- _Document text_:
>> start

Thursday, November 19, 2009

I've Moved!

In preparation for the impending holiday baking (and recipe) overload, I'm attempting to make an honest woman out of myself and moved out on my own.

Here is where you can find me at my very own site from now own: The Misanthropic Hostess.

Just in case you need some incentive to buy into the paradigm shift, I'll leave you a parting thought below (recipes for which can be found in the new location).

Thursday, June 11, 2009

The Hostess and the Great Outdoors

It’s been a while. Nearly six months in fact. While my baking sheets can attest to the fact it has been a long recovery from Royce, I really have no stinking excuse for my negligence when it comes to chronicling both my misanthropy and my hostessnes.

So, I’m moving on.

Movin’ on in fact, to the next thing: Project Redwoods.

Somewhere between the windowlessness of my office and the fact that our economy is in the pits, I decided that it would be an adventure to go camping this summer. No, no big fancy European trips for us this year. Cannes will just have to live without us and they’ll surely miss us in the Berkshires (wherever the Berkshires are). Charge up the flashlights and get out the hotdog sticks because we are taking on the California Redwoods. For a week. In July.

Now, after nearly 10 years of relations, my husband and I have never been camping together (not unless you count that night we spent in the tent in my parent’s backyard for my cousin’s wedding). The following is a list of our existing camping supplies:

1. Tent

2. Sleeping bag (1)

3. Lantern

To some, the fact that we have little shared experience and barely a humble structure to keep our heads dry would be a deterrent. Not me, in fact, this type of plan-it-out, multi-phase project is exactly what the Misanthropic Hostess has needed.

Of course there is an Excel workbook with checklists and timelines and relational budgets.

Of course I have a notebook with product reviews, recipes, maps and activity ideas.

Would you expect any less?

The first two considerations I had when I began planning this odyssey a couple months ago were (in this order): 1) what I was going to wear; and 2) what we were going to eat. I will briefly address the former so we can get it out of the way. As I mentioned above, I grew up camping. And I liked it a lot. Well, mostly. Save for one thing. I hated, HATED camping clothes. They were old, mismatched and generally had me looking like I was waiting for a flood. I realize no self respecting six-year-old should have such wardrobe concerns, but much to the chagrin of my mother, I did. It’s just the way I was born. As an adult, I fully understand how inappropriate and impractical wearing my prom dress to roast marshmallows may be. But don’t think for a minute one of those spreadsheets doesn’t lay out in careful detail exactly what I’ll be wearing every day (with contingencies for weather and activities, of course).

Now concerning the food.

>> end

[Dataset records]
>> start

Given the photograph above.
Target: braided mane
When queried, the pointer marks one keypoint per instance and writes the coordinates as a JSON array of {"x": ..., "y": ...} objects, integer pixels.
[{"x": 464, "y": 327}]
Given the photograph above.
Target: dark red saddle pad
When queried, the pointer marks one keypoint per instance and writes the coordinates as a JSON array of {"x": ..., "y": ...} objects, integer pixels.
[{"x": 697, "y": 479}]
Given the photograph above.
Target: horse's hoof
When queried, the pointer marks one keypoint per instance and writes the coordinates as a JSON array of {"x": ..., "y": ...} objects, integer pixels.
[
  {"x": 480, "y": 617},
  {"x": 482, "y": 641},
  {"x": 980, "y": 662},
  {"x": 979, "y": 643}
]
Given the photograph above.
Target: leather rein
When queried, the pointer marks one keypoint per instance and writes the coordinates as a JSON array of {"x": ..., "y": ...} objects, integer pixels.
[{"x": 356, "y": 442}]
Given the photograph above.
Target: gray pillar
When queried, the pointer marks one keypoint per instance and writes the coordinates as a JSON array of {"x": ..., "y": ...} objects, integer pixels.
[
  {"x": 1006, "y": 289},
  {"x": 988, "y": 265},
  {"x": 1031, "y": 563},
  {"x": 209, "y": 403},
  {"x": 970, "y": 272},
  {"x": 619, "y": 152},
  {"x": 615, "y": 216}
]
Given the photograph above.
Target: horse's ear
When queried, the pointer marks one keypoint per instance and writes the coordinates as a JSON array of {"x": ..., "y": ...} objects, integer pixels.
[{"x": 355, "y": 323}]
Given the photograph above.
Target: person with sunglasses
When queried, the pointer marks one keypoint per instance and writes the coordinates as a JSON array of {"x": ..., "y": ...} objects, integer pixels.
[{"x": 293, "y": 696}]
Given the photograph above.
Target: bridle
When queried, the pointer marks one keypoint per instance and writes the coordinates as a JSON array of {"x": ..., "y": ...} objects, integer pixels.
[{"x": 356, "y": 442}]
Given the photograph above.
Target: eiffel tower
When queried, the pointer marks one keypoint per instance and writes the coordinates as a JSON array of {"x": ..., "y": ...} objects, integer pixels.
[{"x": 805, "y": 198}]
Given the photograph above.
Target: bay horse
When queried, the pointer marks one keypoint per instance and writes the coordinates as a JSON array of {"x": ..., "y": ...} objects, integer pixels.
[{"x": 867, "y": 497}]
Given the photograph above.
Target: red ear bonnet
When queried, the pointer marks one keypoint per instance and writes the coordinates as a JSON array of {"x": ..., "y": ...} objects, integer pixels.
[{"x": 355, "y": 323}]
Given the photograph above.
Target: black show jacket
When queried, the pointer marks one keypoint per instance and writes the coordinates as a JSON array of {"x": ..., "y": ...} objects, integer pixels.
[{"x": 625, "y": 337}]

>> end

- _Goals_:
• a. Render this sentence from the blog post in Spanish: "Of course I have a notebook with product reviews, recipes, maps and activity ideas."
• b. Extract every line of the entries that contains the string "horse", treating uppercase and lowercase as distinct.
The blog post and the entries are unrelated pieces of material.

- _Outputs by task_:
• a. Por supuesto, tengo un cuaderno con reseñas de productos, recetas, mapas e ideas de actividades.

• b.
Target: horse's hoof
Target: horse's ear
Target: bay horse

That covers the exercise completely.